ЧТО ТРЕБУЕТСЯ -
a - Выпишите все имена людей, которые упоминаются в текстовом блоке.
b - Перепишите часть текстового блока, начиная со слов "Или возьмем отождествление" и заканчивая словами "истории болезни шизофреника?". Везде замените "зрелища" на "спектакля".

ТЕКСТОВЫЙ БЛОК -
______________________________
Далее. Экспроприация продуктов производства и отчуждение – явления совершенно различные, разноположенные. В основе и того и другого лежит, действительно, один феномен – частная собственность. Но только присвоение продуктов производства – это действительно присвоение продуктов производства, а при отчуждении отчуждается вовсе не продукт, вещь, общество, язык от человека, а человек от продукта, вещи, общества, языка. Стыдно таких простых вещей не знать.

Если “капитализм”, по Д. Агамбену, “отчуждил”, даже “экспроприировал” язык, то как капитализм вообще “работает”? Если человек и язык при капитализме отчуждены друг от друга, то язык стал для человека “вещью в себе”, он непонятен и непознаваем. При современном капитализме, по Д. Агамбену, существует только мелкая буржуазия (это все люди), но тогда возникает вопрос: кто отчуждает их от языка (или, по Д. Агамбену, язык от них)? Кто экспроприировал язык? Капитализм превращается таким образом в некое сказочное чудовище, которого никто никогда не видел, но плоды преступлений которого налицо.

И все же: как же функционируют общество, производство при капитализме с “отчужденным языком”? Как “субъекты рынка” заключают договоры, контракты, ведут совместную коммерческую деятельность? В условиях “отчужденного языка” (отчуждения от языка) это невозможно – люди неспособны понять друг друга в принципе, независимо от того, на какую тему они говорят.

Нет, что-то наш профессор заговариваться начал. Дёлёз с “шизоанализом” против Агамбена – сущая Агния Барто!

А причем тут, скажем, “логос” и “Община”? Мало ли что Гераклит написал “в одном из фрагментов” две с половиной тысячи лет назад! Гераклит что – исследователь современного капиталистического общества, что ли? “Логос” Гераклита так же далек от “языка” современной лингвистической философии, как “лектон” от радиолуча!

Или возьмем отождествление “эпохи зрелища” с “эпохой осуществившегося нигилизма”. Одно из двух: либо нигилизм осуществился (в виде эпохи зрелища), либо человечество его “пересидело” в шкуре мелкого буржуа (и тогда нет никакого “общества зрелища”, да и самого зрелища тоже нет!). Тяжело все-таки читать философа, который на одной странице пишет одно, а на следующей – прямо противоположное. Чем-то философский труд, наверное, должен отличаться от записей в истории болезни шизофреника?
______________________________
ИСХОДНЫЕ ДАННЫЕ -

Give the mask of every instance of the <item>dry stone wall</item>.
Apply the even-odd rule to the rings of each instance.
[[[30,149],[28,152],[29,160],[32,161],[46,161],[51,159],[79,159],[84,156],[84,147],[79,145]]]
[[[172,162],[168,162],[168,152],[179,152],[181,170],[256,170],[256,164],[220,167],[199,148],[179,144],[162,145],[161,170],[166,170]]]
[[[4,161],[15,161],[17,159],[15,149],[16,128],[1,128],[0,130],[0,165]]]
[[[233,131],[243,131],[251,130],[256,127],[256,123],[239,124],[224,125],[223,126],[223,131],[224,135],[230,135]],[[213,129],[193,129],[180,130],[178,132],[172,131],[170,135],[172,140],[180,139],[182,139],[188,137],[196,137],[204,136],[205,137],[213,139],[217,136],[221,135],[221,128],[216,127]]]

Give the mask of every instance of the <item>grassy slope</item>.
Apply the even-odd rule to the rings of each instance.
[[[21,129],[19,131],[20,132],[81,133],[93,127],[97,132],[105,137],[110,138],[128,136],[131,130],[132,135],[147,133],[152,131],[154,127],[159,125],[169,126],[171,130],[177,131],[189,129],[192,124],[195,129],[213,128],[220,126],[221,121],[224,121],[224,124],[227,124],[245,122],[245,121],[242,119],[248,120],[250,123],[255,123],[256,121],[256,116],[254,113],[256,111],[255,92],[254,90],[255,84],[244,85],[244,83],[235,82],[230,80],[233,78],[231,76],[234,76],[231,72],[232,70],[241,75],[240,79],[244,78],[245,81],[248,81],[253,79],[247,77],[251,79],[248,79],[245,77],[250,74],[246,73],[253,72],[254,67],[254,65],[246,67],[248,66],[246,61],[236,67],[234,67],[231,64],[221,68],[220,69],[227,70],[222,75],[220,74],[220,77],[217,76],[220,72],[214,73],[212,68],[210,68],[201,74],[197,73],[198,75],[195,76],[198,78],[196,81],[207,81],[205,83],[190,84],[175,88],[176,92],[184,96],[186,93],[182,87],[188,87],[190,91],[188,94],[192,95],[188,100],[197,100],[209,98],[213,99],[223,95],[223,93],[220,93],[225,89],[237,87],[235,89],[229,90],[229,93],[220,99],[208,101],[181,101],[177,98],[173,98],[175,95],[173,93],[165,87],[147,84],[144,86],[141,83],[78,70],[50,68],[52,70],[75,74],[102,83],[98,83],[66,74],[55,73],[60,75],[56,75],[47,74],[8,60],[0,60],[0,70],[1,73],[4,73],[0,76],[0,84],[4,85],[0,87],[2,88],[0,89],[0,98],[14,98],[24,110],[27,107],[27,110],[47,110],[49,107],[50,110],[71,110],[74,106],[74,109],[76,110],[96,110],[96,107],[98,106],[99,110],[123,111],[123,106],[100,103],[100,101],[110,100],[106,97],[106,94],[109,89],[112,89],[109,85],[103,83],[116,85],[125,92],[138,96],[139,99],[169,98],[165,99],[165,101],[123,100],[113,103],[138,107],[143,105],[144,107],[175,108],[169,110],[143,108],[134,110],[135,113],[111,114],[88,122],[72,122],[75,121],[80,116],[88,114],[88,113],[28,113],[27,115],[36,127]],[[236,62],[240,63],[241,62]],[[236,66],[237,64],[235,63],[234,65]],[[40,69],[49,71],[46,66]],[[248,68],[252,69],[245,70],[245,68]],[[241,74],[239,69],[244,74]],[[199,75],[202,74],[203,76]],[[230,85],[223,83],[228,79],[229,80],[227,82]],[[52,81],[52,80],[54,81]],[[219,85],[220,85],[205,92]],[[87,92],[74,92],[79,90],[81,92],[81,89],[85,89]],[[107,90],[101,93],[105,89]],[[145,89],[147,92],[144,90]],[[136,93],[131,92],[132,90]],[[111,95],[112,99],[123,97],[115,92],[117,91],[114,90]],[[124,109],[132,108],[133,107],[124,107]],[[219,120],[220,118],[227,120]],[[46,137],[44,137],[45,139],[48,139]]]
______________________________
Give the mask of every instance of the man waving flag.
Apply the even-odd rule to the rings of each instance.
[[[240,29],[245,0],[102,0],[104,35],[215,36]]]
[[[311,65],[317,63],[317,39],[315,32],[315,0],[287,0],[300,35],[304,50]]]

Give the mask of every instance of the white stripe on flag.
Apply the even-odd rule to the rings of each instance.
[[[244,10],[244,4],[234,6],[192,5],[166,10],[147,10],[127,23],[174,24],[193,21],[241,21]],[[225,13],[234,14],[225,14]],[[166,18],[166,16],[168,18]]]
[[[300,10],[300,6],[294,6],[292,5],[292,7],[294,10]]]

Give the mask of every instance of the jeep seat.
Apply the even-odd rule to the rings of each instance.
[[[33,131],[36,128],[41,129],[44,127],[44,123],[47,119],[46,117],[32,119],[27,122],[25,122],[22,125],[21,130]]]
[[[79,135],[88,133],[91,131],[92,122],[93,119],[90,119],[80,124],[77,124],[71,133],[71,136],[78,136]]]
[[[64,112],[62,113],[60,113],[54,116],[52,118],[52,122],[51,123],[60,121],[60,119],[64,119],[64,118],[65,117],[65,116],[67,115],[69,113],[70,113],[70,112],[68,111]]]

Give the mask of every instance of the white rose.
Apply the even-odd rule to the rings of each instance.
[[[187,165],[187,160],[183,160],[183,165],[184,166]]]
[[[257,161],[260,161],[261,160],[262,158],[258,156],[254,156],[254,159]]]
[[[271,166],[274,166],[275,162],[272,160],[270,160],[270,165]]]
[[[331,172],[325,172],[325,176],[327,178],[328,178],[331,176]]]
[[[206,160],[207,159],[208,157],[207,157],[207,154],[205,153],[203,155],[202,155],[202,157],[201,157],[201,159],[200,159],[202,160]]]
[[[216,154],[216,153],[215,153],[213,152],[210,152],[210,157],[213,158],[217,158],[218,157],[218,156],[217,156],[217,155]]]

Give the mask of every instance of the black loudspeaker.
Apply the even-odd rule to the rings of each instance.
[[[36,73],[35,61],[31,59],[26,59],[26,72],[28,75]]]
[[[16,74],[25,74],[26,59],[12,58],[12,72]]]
______________________________
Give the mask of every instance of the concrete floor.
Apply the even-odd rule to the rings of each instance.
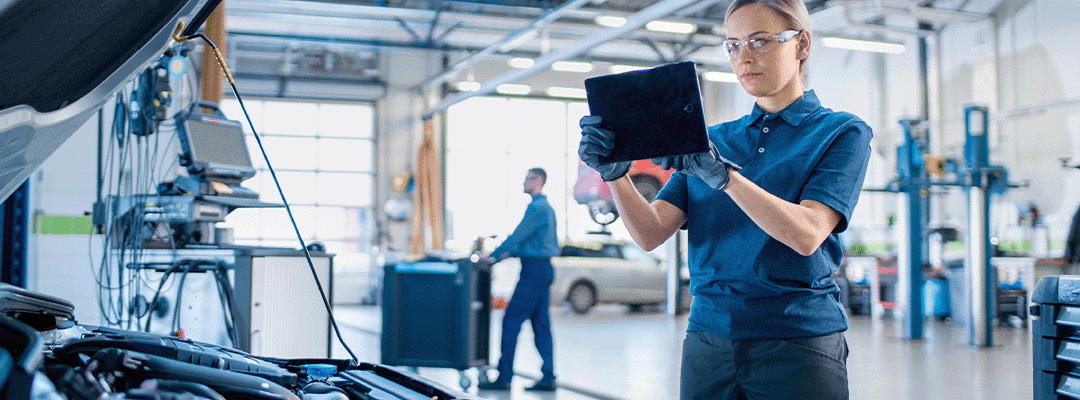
______________________________
РЕШЕНИЯ ПО ЗАДАНИЯМ -
a - Д. Агамбен, Дёлёз, Агния Барто, Гераклит

b -
Или возьмем отождествление “эпохи спектакля” с “эпохой осуществившегося нигилизма”. Одно из двух: либо нигилизм осуществился (в виде эпохи спектакля), либо человечество его “пересидело” в шкуре мелкого буржуа (и тогда нет никакого “общества спектакля”, да и самого спектакля тоже нет!). Тяжело все-таки читать философа, который на одной странице пишет одно, а на следующей – прямо противоположное. Чем-то философский труд, наверное, должен отличаться от записей в истории болезни шизофреника?